(Records from a data source)
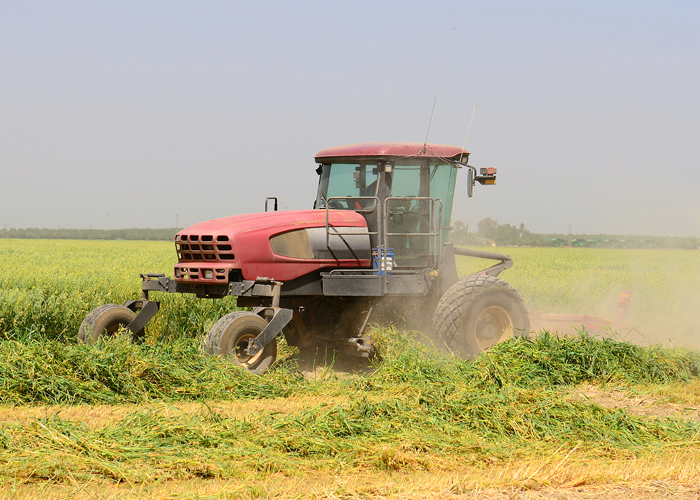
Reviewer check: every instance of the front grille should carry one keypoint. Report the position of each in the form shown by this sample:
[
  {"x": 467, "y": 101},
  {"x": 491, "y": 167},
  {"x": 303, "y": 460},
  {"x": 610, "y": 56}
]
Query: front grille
[
  {"x": 194, "y": 273},
  {"x": 192, "y": 248}
]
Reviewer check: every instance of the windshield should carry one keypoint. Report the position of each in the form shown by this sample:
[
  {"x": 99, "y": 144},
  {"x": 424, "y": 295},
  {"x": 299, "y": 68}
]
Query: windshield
[{"x": 346, "y": 182}]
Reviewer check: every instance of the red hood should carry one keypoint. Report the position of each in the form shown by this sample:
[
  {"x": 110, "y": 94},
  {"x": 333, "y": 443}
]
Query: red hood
[{"x": 285, "y": 220}]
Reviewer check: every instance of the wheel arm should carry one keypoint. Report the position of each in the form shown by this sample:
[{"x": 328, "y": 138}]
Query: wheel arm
[
  {"x": 495, "y": 270},
  {"x": 279, "y": 320}
]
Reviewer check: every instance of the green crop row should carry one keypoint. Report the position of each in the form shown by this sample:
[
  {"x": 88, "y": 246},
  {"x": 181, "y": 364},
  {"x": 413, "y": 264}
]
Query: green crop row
[{"x": 47, "y": 287}]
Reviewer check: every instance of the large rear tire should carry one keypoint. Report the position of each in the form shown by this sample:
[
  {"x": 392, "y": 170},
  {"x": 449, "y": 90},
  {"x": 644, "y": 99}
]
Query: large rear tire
[
  {"x": 105, "y": 321},
  {"x": 230, "y": 337},
  {"x": 478, "y": 312}
]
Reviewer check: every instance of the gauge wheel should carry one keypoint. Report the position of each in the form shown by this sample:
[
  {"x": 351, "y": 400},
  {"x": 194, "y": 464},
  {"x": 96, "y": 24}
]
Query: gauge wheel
[
  {"x": 231, "y": 335},
  {"x": 105, "y": 321}
]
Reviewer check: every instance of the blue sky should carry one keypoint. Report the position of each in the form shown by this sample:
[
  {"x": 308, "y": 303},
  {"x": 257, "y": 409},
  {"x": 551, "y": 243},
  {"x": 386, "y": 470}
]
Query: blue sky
[{"x": 132, "y": 113}]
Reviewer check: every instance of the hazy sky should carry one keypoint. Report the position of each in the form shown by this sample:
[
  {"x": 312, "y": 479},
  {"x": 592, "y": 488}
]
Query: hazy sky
[{"x": 126, "y": 114}]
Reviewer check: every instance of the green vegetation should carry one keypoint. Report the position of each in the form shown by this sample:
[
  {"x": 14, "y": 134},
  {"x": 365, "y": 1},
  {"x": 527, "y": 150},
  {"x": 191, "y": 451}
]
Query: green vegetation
[
  {"x": 154, "y": 413},
  {"x": 34, "y": 233},
  {"x": 417, "y": 409}
]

▸ TASK DESCRIPTION: Transcribe each entry precisely as given, leaving the pictures out.

▸ ANSWER FOR THIS EXERCISE:
Reviewer check: every instance of the front grille should carry one keypoint. Report the position of each in the form shown by this sample:
[
  {"x": 467, "y": 101},
  {"x": 491, "y": 167},
  {"x": 303, "y": 460},
  {"x": 610, "y": 56}
]
Query: front grille
[
  {"x": 194, "y": 273},
  {"x": 192, "y": 248}
]
Reviewer check: every instance of the windshield should carry one keypoint. Report the position of each in the form shown by this sample:
[
  {"x": 99, "y": 144},
  {"x": 424, "y": 295},
  {"x": 299, "y": 68}
]
Query: windshield
[{"x": 346, "y": 182}]
Reviewer check: every instance of the red hood should carry one keypoint. Report the position of each in the form shown by this sample:
[
  {"x": 110, "y": 94},
  {"x": 333, "y": 443}
]
Query: red hood
[{"x": 285, "y": 220}]
Reviewer check: every instance of the wheel arm should carry one keypoint. Report the position of each in the form shown by this sample:
[{"x": 328, "y": 138}]
Query: wheel arm
[
  {"x": 495, "y": 270},
  {"x": 279, "y": 320}
]
Reviewer check: every instance of the green crop row should carry one keypoint. Report the position of each in the form shown by this sample:
[
  {"x": 88, "y": 246},
  {"x": 181, "y": 364},
  {"x": 413, "y": 264}
]
Query: green crop row
[{"x": 47, "y": 287}]
Reviewer check: every instance of the large rear tire should carry one keypoint. Report the position of each in the form shown by this sample:
[
  {"x": 392, "y": 170},
  {"x": 449, "y": 90},
  {"x": 644, "y": 99}
]
Query: large rear tire
[
  {"x": 105, "y": 321},
  {"x": 230, "y": 337},
  {"x": 478, "y": 312}
]
Reviewer check: every instance of the gauge wheel should carry one keypoint. Report the position of each in the form shown by this sample:
[
  {"x": 351, "y": 400},
  {"x": 194, "y": 464},
  {"x": 96, "y": 24}
]
Query: gauge wheel
[
  {"x": 231, "y": 335},
  {"x": 105, "y": 321}
]
Reviewer check: every instance of the blue sky should carry one keypoint. Report the position of each in the form shown by this sample:
[
  {"x": 308, "y": 303},
  {"x": 257, "y": 409},
  {"x": 551, "y": 243},
  {"x": 386, "y": 470}
]
Query: blue sky
[{"x": 132, "y": 113}]
Reviewer check: every instance of the hazy sky should carry one keypoint. Report the position of each in the form shown by this sample:
[
  {"x": 312, "y": 479},
  {"x": 592, "y": 488}
]
Query: hazy sky
[{"x": 126, "y": 114}]
Reviewer check: every instance of the green vegetation should carry one keypoint. Report the position of each in the form shown by this sample:
[
  {"x": 14, "y": 134},
  {"x": 365, "y": 1},
  {"x": 527, "y": 150},
  {"x": 191, "y": 451}
]
Query: green vegetation
[
  {"x": 154, "y": 413},
  {"x": 34, "y": 233},
  {"x": 417, "y": 409}
]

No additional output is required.